*Aim of the task:*
Please copy out the passage on grafting below word for word, in full.

━━━━━ Passage provided

The kind of graft, transplantation of living tissue, that drags from one body to another. Skin peeled, and pulled across. There’s always the sense of flesh misplaced—an inappropriate, unnatural transaction—even as the new and foreign element is used to join.

The walls bristle in Siobhan Davies Studios, their panels set in Victorian mode with goat hair mixed through plaster. Leonie Sinden has taken this method and applied it to her sculptures, squat hairy blocks that appear almost like outgrowths of the building. The hair holds fast, and yet they’re fissured, to the cusp of breaking.

The kind of graft, hard labour, a term that stems from shovelling dirt. A unit of measurement fit for a gravedigger, describing a spadeful of earth. I think of the plasterer’s hawk and trowel, in constant motion, sand scraped through water with gypsum, lime, cement.

An act repeated until technique’s acquired. Gesture encoded, summoned as if almost without recall. Sinden’s blocks, thatched through with dead skin cells, also tell the history of their process, how a practice almost forgotten, eventually reprised, might come to be fetishized.

The kind of graft, the horticulturalist’s, that describes the splicing of two plants. A slit is cut through, a groove, by which the other ‘takes’—draws nourishment—and then both grow conjoined.

The Studios were grafted, a new shoot sliced through the old school stock, the walls still wearing the scars of lost staircases. The work made inside, grafted too, as Davies and her collaborators cut into old works and older gestures, resuscitating what had seemed without breath. Sinden’s works ‘take’, products of the space, as they also isolate the glue, the cement, by which stock and scion are bound.

━━━━━━━━━━
━━━━━ Provided information

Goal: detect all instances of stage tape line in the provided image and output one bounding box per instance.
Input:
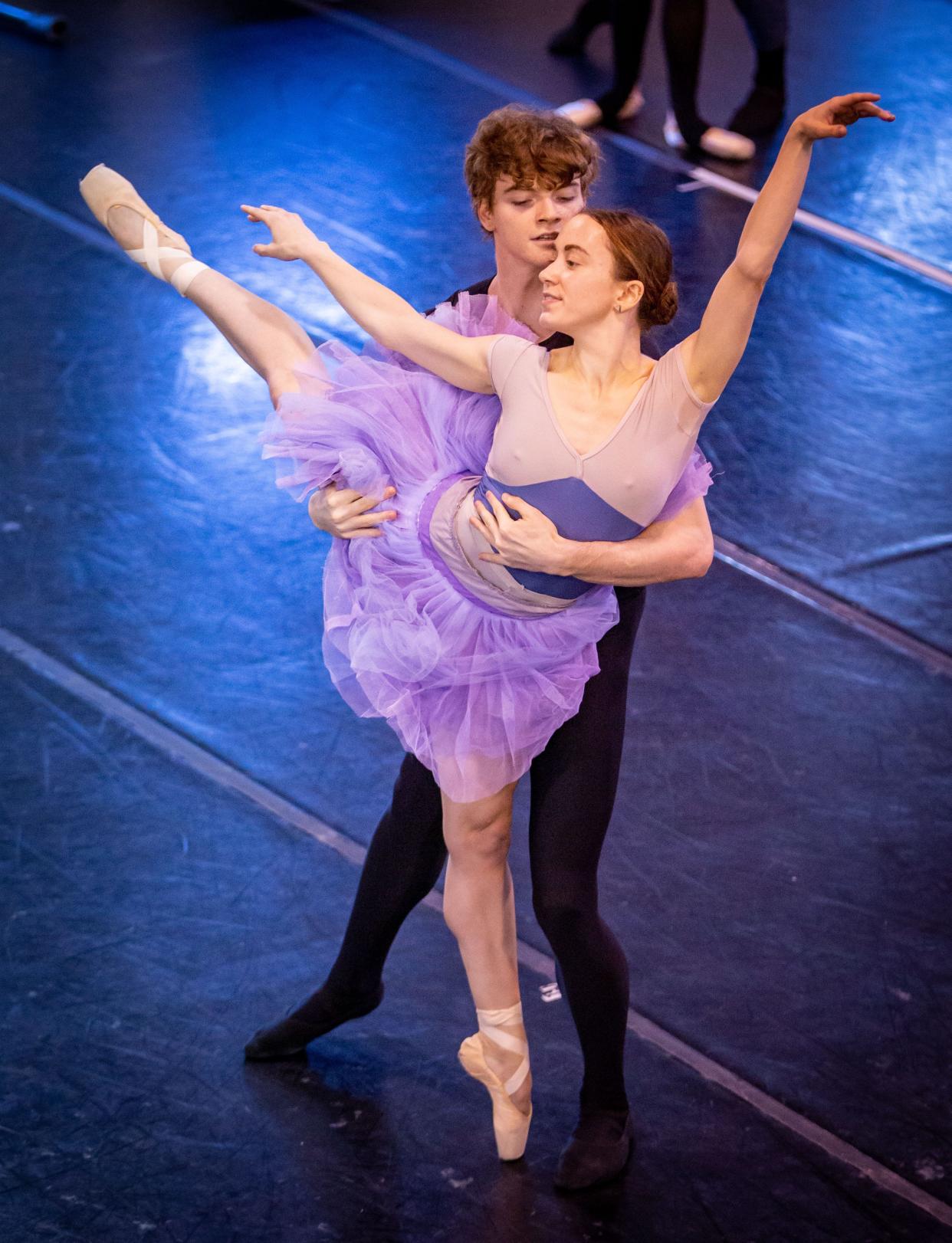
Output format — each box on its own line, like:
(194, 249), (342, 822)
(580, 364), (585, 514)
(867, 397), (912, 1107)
(0, 626), (952, 1225)
(302, 0), (952, 290)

━━━━━━━━━━

*Exercise solution:*
The kind of graft, transplantation of living tissue, that drags from one body to another. Skin peeled, and pulled across. There’s always the sense of flesh misplaced—an inappropriate, unnatural transaction—even as the new and foreign element is used to join.

The walls bristle in Siobhan Davies Studios, their panels set in Victorian mode with goat hair mixed through plaster. Leonie Sinden has taken this method and applied it to her sculptures, squat hairy blocks that appear almost like outgrowths of the building. The hair holds fast, and yet they’re fissured, to the cusp of breaking.

The kind of graft, hard labour, a term that stems from shovelling dirt. A unit of measurement fit for a gravedigger, describing a spadeful of earth. I think of the plasterer’s hawk and trowel, in constant motion, sand scraped through water with gypsum, lime, cement.

An act repeated until technique’s acquired. Gesture encoded, summoned as if almost without recall. Sinden’s blocks, thatched through with dead skin cells, also tell the history of their process, how a practice almost forgotten, eventually reprised, might come to be fetishized.

The kind of graft, the horticulturalist’s, that describes the splicing of two plants. A slit is cut through, a groove, by which the other ‘takes’—draws nourishment—and then both grow conjoined.

The Studios were grafted, a new shoot sliced through the old school stock, the walls still wearing the scars of lost staircases. The work made inside, grafted too, as Davies and her collaborators cut into old works and older gestures, resuscitating what had seemed without breath. Sinden’s works ‘take’, products of the space, as they also isolate the glue, the cement, by which stock and scion are bound.